▶ **Written problem**:
Will you quote only the lines starting at the one that contains "Q: Point out each instance of the sleeve" and ending with the last line of the listing below, inclusive?

:: Data entries

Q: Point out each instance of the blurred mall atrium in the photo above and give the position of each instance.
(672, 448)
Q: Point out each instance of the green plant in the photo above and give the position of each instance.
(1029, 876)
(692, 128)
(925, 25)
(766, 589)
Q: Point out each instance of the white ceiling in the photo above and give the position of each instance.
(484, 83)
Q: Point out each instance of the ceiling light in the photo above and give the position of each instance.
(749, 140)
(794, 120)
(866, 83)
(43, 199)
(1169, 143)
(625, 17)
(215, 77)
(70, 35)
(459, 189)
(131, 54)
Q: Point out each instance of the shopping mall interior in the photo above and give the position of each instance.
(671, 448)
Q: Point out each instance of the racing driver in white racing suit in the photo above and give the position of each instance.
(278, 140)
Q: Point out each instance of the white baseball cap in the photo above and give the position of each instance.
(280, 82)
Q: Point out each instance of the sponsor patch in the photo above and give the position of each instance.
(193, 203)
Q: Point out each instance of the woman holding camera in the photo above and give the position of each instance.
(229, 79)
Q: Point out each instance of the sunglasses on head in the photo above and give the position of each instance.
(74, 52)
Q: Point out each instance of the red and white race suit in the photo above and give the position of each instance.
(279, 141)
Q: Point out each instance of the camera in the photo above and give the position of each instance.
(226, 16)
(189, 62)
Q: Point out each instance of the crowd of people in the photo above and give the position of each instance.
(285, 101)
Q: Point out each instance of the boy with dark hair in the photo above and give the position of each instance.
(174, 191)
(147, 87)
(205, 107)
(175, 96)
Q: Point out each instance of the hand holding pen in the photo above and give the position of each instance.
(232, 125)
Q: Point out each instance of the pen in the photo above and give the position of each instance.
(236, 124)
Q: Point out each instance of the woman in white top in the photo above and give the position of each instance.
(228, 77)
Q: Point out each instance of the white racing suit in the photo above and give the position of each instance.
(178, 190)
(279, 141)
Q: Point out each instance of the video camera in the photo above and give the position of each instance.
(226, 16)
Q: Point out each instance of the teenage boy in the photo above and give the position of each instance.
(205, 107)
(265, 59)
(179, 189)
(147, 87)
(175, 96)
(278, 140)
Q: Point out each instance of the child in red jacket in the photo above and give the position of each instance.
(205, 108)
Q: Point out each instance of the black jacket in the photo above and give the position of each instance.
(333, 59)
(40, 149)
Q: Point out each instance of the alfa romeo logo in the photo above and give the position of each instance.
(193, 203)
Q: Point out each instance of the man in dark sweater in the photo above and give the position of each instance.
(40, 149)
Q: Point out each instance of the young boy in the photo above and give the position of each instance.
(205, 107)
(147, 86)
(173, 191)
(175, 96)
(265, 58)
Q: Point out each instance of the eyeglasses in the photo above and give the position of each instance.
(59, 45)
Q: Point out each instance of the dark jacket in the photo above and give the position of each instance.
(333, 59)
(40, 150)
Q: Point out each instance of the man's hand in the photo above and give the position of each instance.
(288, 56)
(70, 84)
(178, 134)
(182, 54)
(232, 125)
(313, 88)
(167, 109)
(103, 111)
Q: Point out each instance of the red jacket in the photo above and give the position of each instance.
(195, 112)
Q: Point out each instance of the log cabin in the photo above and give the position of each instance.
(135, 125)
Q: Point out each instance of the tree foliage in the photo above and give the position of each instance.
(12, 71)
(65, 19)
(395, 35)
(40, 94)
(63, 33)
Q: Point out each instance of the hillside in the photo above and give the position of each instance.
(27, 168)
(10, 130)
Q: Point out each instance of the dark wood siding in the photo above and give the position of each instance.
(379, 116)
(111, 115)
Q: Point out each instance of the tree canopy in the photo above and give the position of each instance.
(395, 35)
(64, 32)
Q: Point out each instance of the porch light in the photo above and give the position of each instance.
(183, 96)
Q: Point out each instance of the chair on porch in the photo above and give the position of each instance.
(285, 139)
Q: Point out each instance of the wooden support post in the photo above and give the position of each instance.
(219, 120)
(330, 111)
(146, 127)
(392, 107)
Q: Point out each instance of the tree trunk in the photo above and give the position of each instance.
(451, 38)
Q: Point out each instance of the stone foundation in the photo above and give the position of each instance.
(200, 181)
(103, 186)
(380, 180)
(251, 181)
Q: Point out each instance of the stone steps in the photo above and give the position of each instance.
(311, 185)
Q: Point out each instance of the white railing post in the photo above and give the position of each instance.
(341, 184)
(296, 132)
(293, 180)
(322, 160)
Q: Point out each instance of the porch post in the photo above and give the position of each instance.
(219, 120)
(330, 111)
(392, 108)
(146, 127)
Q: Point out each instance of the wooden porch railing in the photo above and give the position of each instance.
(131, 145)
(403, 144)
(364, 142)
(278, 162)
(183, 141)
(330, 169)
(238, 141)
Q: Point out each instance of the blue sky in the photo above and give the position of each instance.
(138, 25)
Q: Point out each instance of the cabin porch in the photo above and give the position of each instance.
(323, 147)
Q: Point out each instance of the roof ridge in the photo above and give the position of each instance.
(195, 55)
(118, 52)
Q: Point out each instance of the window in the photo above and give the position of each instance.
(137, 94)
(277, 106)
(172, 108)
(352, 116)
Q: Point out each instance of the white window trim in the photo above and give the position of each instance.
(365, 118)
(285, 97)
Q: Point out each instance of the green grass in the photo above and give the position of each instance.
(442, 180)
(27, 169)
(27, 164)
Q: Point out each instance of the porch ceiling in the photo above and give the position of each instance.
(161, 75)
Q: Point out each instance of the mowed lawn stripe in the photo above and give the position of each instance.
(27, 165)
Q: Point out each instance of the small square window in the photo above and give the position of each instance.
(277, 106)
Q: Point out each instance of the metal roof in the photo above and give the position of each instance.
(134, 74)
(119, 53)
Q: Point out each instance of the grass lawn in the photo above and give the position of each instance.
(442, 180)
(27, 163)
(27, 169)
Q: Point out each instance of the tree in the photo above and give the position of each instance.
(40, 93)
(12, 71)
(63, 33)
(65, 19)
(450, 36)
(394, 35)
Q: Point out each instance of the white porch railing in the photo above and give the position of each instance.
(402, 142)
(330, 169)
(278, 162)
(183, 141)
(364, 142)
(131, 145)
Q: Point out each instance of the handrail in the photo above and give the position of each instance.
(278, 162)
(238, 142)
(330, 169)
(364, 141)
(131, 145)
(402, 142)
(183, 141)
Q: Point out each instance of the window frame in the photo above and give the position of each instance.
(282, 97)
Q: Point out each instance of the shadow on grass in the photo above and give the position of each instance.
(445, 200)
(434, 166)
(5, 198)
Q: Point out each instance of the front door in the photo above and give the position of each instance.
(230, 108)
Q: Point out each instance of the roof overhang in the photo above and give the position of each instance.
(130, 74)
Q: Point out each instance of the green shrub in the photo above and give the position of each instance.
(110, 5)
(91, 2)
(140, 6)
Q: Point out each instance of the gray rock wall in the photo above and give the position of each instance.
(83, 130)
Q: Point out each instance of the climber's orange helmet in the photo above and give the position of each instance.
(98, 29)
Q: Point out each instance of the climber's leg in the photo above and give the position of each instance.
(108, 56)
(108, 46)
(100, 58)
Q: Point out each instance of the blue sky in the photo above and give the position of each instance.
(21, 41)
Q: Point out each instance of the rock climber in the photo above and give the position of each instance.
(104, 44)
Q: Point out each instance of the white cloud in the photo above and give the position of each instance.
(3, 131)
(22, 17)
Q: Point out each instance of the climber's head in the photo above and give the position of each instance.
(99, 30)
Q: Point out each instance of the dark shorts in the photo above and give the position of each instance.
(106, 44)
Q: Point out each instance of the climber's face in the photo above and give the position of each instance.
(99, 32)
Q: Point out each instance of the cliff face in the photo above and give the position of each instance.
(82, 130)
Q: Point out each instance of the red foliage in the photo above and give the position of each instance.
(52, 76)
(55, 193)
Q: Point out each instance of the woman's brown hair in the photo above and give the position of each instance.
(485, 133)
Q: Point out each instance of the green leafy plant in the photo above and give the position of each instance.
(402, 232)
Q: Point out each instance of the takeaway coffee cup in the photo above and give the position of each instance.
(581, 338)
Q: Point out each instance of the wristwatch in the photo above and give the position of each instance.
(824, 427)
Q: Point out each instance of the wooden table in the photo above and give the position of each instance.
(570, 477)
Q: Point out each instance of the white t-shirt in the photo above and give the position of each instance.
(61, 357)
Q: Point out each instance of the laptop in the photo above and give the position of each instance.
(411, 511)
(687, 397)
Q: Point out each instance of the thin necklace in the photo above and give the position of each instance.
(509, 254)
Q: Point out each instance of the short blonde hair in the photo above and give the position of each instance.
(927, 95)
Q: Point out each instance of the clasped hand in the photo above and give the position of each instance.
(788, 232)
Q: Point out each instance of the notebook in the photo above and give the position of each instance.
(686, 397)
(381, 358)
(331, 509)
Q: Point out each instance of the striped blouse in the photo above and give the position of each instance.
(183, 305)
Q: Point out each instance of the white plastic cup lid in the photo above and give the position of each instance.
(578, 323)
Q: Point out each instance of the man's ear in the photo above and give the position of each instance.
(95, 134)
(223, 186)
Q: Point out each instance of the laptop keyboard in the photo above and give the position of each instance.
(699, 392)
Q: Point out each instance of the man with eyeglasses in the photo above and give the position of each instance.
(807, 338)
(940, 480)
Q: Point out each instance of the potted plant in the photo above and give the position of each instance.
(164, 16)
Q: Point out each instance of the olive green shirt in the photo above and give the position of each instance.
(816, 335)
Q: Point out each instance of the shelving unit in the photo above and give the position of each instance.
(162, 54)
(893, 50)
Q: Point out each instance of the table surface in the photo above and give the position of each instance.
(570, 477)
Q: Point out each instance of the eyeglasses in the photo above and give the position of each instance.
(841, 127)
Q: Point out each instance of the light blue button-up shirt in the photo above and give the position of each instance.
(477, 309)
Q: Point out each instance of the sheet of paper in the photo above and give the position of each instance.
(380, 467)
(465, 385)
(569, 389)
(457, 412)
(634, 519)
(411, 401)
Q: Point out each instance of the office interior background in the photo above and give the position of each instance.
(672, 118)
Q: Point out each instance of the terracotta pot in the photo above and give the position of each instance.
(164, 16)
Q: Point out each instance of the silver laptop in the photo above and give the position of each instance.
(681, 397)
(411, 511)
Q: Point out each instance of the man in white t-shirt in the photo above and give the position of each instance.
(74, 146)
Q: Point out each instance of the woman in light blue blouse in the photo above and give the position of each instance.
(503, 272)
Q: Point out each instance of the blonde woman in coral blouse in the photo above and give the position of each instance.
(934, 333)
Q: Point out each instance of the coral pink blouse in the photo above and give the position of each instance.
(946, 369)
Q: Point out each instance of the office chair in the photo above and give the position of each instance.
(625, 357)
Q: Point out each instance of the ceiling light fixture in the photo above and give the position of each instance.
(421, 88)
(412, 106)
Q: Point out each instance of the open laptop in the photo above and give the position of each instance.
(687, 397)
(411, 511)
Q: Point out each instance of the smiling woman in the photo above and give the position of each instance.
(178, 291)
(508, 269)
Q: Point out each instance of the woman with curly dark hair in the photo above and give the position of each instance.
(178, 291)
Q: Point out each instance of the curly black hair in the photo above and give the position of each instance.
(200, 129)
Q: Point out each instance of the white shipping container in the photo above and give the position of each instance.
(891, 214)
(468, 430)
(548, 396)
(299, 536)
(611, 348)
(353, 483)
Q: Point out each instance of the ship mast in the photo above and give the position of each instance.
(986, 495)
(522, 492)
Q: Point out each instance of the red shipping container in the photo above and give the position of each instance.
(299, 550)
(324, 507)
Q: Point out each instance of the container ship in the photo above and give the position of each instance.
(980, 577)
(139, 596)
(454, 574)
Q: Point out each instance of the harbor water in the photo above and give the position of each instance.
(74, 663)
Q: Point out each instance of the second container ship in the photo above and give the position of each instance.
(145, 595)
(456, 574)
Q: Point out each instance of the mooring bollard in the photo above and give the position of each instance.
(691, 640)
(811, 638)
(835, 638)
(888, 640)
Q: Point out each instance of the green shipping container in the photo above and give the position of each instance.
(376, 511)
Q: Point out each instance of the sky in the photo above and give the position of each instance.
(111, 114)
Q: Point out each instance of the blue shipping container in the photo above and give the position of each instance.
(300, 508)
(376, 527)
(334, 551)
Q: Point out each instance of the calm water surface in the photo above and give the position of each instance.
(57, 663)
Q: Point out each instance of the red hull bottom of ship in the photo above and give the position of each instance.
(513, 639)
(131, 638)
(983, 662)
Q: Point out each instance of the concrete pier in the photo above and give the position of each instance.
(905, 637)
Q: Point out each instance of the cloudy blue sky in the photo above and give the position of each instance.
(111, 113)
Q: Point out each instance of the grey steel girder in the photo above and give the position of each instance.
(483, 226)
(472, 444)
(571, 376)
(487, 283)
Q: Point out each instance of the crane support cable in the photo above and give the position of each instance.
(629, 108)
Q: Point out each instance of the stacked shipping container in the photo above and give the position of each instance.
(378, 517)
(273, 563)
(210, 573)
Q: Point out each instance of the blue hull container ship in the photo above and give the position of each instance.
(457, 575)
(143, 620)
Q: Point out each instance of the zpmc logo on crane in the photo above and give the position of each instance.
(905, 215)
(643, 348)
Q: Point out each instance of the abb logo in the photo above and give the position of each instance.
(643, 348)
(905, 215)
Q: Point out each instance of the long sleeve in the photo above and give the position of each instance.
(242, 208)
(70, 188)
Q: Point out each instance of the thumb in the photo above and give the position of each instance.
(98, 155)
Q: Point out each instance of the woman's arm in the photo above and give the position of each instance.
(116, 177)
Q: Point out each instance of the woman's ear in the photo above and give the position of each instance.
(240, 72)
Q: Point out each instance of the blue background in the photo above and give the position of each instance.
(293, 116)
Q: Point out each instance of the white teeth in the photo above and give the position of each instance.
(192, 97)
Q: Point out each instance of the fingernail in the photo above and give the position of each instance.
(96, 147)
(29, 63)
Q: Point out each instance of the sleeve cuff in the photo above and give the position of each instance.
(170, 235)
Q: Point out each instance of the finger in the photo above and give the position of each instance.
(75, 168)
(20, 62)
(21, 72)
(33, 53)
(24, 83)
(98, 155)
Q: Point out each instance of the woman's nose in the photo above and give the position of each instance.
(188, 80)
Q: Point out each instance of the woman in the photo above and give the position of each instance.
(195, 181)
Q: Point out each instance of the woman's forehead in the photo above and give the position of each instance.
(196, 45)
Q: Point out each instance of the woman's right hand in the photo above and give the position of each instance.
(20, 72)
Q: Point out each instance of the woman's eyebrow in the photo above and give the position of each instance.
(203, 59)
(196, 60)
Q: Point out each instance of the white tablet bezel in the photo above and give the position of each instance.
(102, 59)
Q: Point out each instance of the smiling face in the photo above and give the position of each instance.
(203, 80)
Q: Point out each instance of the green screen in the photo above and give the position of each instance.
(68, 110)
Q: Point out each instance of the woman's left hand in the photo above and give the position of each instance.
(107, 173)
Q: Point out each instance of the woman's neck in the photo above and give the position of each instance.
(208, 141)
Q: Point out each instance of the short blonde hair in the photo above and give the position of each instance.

::::

▶ **Exercise output**:
Q: Point out each instance of the sleeve cuff in the photo above and give the position of each instance.
(170, 235)
Q: Point out each instance of the finger in the photo above and give the position of each instance.
(75, 168)
(20, 62)
(21, 72)
(33, 53)
(24, 83)
(98, 155)
Q: Point out each instance of the woman's nose in the photo above and give the position of each instance.
(188, 80)
Q: Point out each instance of the woman in the photo above and give the position of each instance.
(195, 181)
Q: Point out each instance of the woman's forehead in the photo above and give the position of each instance.
(196, 45)
Q: Point out each instance of the woman's right hand in the photo above and give the position of each instance.
(20, 72)
Q: Point out each instance of the woman's eyebrow in the photo above and give the position of each instance.
(203, 59)
(196, 60)
Q: Point out each instance of the white tablet bezel in the photo above and give the position of each instance.
(102, 59)
Q: Point out each instance of the smiling face in the photo above and give the position of each instance.
(203, 80)
Q: Point out each instance of the green screen in the photo above and give the position of each instance.
(68, 110)
Q: Point out each instance of the woman's left hand in the photo above and give the position of each instance.
(107, 173)
Q: Point out each instance of the woman's neck in the photo above and give the position of each instance.
(208, 141)
Q: Point out each instance of the short blonde hair in the photo above and give the position of each instance.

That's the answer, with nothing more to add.